ABOUT THIS EXERCISE ->
Transcribe the stretch of the article on electronic waste recovery from "Precisely because they" through "in the country.", word for word.

SELECTED EXTRACT ->
━━━━━━━━━━
Precisely because they know what substance they put into their own products, local subsidiaries of IT companies were urged by an environmental group to assume the responsibility of getting their junk products individually and not rely on the government’s effort to gather them on a collective basis.
At the recent CyberPress Forum held at the Filipinas Heritage Library in Makati City, high-profile environmental organization Greenpeace said tech firms such as PC and mobile phone makers have the moral, if not legal, obligation to recover and recycle their electrical and electronic wastes.
Representatives of IT companies who took part in the conference did not make an issue with the proposal, with top executives of computer producers Lenovo and IBM saying they would suggest to their headquarters to implement an individual takeback scheme in the country.
For its part, Board of Investment director Domingo Bagaporo said the government recognizes the merits of the suggestion and will thus consider it as the trade department winds up its cellphone waste collection and recycling program. The pilot project, which has Glorietta, Greenhills, SM Megamall as collection points, will run up to December 31.
━━━━━━━━━━
EXTRACTED RECORDS ->
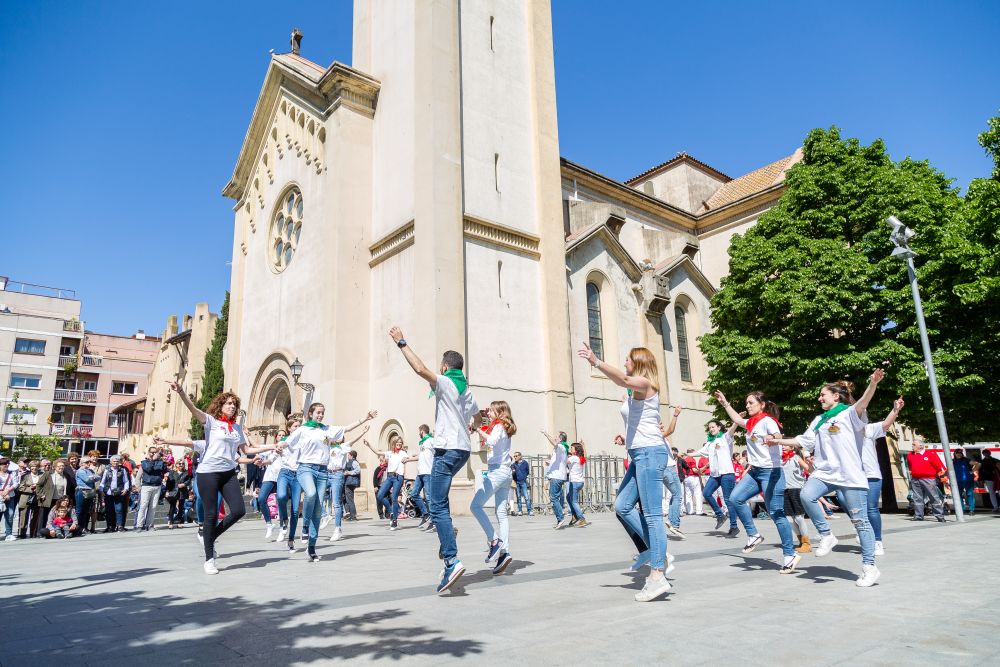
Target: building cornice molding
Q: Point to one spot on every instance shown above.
(392, 243)
(505, 237)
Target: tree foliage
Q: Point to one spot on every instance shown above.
(214, 377)
(813, 295)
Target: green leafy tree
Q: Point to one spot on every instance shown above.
(213, 379)
(813, 295)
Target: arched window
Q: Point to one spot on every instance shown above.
(594, 319)
(682, 349)
(286, 228)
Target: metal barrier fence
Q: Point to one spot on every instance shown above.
(603, 474)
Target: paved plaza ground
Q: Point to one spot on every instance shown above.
(142, 600)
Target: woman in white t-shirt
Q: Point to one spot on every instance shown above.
(311, 445)
(224, 440)
(575, 469)
(395, 474)
(764, 474)
(496, 483)
(835, 439)
(643, 482)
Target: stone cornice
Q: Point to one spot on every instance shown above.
(500, 235)
(392, 243)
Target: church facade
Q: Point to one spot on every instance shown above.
(422, 186)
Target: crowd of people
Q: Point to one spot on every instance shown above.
(312, 471)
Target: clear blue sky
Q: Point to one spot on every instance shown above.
(122, 120)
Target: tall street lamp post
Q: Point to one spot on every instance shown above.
(900, 237)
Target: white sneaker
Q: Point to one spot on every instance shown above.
(869, 575)
(826, 545)
(653, 589)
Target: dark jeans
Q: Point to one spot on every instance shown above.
(210, 484)
(447, 464)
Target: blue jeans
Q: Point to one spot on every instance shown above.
(447, 464)
(852, 501)
(388, 494)
(288, 489)
(673, 483)
(523, 492)
(575, 493)
(771, 483)
(312, 479)
(643, 483)
(556, 496)
(336, 480)
(266, 489)
(874, 517)
(725, 482)
(419, 485)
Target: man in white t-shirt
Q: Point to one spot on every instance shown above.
(454, 409)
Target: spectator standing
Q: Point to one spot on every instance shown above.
(925, 471)
(521, 471)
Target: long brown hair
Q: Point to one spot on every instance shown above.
(214, 408)
(644, 365)
(505, 417)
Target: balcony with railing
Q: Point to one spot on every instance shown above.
(92, 360)
(75, 396)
━━━━━━━━━━
ANSWER TO THE PROBLEM ->
Precisely because they know what substance they put into their own products, local subsidiaries of IT companies were urged by an environmental group to assume the responsibility of getting their junk products individually and not rely on the government’s effort to gather them on a collective basis.
At the recent CyberPress Forum held at the Filipinas Heritage Library in Makati City, high-profile environmental organization Greenpeace said tech firms such as PC and mobile phone makers have the moral, if not legal, obligation to recover and recycle their electrical and electronic wastes.
Representatives of IT companies who took part in the conference did not make an issue with the proposal, with top executives of computer producers Lenovo and IBM saying they would suggest to their headquarters to implement an individual takeback scheme in the country.